> [Exercise aim]
Convert all of the records below into a two-column CSV with the header row request,answer, one row per record. Put each record's text in the request field and its answer in the answer field, quote every field, and replace line breaks with spaces.

> [Records to use]
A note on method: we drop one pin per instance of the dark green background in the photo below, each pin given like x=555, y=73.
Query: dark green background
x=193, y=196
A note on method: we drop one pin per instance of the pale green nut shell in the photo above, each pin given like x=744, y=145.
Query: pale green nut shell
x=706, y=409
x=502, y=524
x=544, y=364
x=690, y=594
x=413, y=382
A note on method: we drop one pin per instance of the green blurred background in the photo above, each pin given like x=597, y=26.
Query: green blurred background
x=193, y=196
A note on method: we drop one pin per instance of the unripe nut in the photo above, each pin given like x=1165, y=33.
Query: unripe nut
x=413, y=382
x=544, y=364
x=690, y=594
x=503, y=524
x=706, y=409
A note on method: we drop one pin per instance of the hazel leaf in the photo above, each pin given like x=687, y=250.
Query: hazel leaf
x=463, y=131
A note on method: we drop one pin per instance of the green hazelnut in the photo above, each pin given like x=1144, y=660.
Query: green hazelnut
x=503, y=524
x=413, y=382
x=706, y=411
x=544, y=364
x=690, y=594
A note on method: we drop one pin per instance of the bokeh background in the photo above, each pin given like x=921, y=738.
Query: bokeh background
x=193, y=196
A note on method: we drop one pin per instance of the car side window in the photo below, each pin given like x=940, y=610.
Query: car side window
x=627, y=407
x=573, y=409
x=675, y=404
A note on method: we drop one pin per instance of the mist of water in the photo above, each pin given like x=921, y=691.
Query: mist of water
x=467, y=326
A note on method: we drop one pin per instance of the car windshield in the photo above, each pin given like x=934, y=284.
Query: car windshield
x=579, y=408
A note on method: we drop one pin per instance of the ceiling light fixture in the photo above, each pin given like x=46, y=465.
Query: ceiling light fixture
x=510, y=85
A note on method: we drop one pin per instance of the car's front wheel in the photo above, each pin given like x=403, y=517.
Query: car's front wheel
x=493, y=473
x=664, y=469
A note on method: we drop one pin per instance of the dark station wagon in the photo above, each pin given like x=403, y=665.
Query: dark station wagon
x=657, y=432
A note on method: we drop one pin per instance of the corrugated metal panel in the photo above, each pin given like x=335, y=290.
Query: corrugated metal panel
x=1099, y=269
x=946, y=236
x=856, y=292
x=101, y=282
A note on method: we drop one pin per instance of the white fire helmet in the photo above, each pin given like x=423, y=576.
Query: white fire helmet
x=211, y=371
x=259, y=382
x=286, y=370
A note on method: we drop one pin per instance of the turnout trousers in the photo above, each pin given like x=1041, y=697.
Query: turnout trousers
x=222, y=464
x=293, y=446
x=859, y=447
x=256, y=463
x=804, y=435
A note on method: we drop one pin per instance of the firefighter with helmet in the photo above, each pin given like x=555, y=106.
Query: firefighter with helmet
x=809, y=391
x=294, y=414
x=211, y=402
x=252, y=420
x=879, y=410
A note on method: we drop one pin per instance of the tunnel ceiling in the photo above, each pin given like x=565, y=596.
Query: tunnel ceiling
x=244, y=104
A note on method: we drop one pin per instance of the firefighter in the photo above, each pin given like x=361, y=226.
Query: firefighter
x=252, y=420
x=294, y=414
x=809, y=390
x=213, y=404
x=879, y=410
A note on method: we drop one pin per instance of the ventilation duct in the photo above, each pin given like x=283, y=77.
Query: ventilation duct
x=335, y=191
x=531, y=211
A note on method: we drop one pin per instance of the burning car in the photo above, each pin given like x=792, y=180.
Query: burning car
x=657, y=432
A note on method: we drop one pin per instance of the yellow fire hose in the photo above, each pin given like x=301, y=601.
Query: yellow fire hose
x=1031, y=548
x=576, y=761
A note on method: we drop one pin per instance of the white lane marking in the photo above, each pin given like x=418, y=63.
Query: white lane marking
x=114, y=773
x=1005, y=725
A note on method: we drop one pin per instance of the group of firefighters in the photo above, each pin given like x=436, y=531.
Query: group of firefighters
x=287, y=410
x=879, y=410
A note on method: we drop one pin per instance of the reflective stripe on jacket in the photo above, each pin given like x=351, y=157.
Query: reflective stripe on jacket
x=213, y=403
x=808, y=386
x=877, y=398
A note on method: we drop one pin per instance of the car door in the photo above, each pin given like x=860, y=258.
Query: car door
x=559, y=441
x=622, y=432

> [Result]
request,answer
"A note on method: we drop one pin per instance of the dark green background in the photo below, each pin given like x=555, y=73. Query: dark green background","x=193, y=196"
"A note on method: we drop one pin per instance of the pale green nut shell in the photo above, each pin given like x=744, y=145. Query: pale green nut shell","x=706, y=409 x=502, y=524 x=544, y=364 x=690, y=594 x=413, y=382"
"A note on method: we drop one pin per instance of the green blurred background in the photo above, each pin given like x=597, y=26. Query: green blurred background","x=193, y=196"
"A note on method: we drop one pin per instance of the unripe nut in the photo above, each pin given like x=1165, y=33. Query: unripe nut","x=413, y=382 x=544, y=364 x=690, y=594 x=503, y=524 x=706, y=409"
"A note on method: we drop one pin per instance of the hazel leaf in the photo above, each pin given like x=687, y=250. Query: hazel leaf","x=463, y=131"
"A note on method: we drop one pin per instance of the green hazelnut in the photo above, each pin given like x=1144, y=660. Query: green hazelnut","x=503, y=524 x=413, y=382 x=706, y=411 x=544, y=364 x=690, y=594"
"A note on method: we drop one pin per instance of the bokeh background in the photo above, each pin given like x=921, y=738. Query: bokeh background","x=193, y=196"
"A note on method: we drop one pin per instance of the car side window in the photo below, each pin given like x=940, y=610. Query: car side window","x=627, y=407 x=573, y=409 x=675, y=404"
"A note on method: we drop one pin per instance of the mist of water in the photo above, each pin given like x=921, y=691. Query: mist of water","x=467, y=326"
"A note on method: we drop one pin per instance of the car windshield in the photo above, each pin given like x=934, y=284. Query: car windshield","x=579, y=408"
"A note on method: we drop one pin per instance of the ceiling light fixture in the photo above, each pin given like x=46, y=465. Query: ceiling light fixture","x=510, y=85"
"A note on method: we drop one pin per instance of the car's front wheel in the photo above, each pin given like x=403, y=517. Query: car's front wheel","x=493, y=473 x=664, y=469"
"A note on method: we drop one pin per instance of the dark station wagon in the photo above, each pin given like x=403, y=665. Query: dark station wagon","x=657, y=432"
"A note on method: we drop one pin per instance of the corrugated metal panel in the photo above, each pin given like x=335, y=290. Query: corrugated metal panel","x=1099, y=269 x=946, y=236 x=856, y=292 x=101, y=282"
"A note on method: we drop one pin per instance of the white fire helmet in the photo above, each pin given like x=423, y=576. Query: white fire helmet","x=211, y=371 x=259, y=382 x=286, y=370"
"A note on method: we drop one pin per instance of the turnout trousers in the photo above, each pin given like x=1041, y=697. Query: turnout trousers","x=222, y=464 x=293, y=446 x=859, y=447 x=256, y=463 x=804, y=435"
"A note on method: we drop one pin per instance of the firefighter with helmet in the photo above, each pin given like x=555, y=106. Query: firefighter with helmet","x=809, y=391 x=294, y=414 x=211, y=402 x=252, y=420 x=879, y=410"
"A note on method: we drop one pin per instance of the tunnel ceiling in the photo above, each pin given like x=565, y=596. Query: tunnel ceiling","x=244, y=104"
"A note on method: we drop one pin per instance of the firefighter in the photo above, each pin given like x=361, y=226. Query: firefighter","x=252, y=420 x=294, y=414 x=809, y=390 x=213, y=404 x=879, y=410"
"A note on method: we drop one pin per instance of the ventilation duct in the photo above, each pin given like x=283, y=77. Query: ventilation duct","x=335, y=191 x=531, y=211"
"A note on method: we drop one pin per instance of the burning car in the photo above, each pin given like x=792, y=180. Query: burning car","x=657, y=432"
"A note on method: we drop one pin per instance of the yellow fire hose in the photo above, each pin given like x=301, y=601. Query: yellow fire hose","x=1031, y=548 x=576, y=761"
"A note on method: we drop one pin per instance of the white lane marking in the photo above, each pin given like x=418, y=63. Query: white lane marking","x=114, y=773 x=1005, y=725"
"A note on method: we drop one pin per instance of the group of firefighters in the photo above, each pin given like x=436, y=531. Query: group of firefighters","x=287, y=410 x=879, y=410"
"A note on method: we drop one pin per instance of the reflective stripe on jacket in the photo above, each pin given like x=351, y=157. Query: reflective stripe on jacket","x=213, y=403 x=808, y=386 x=877, y=398"
"A note on method: we drop one pin per instance of the car door in the photo above, each pin given like x=860, y=258. Query: car door","x=559, y=441 x=622, y=432"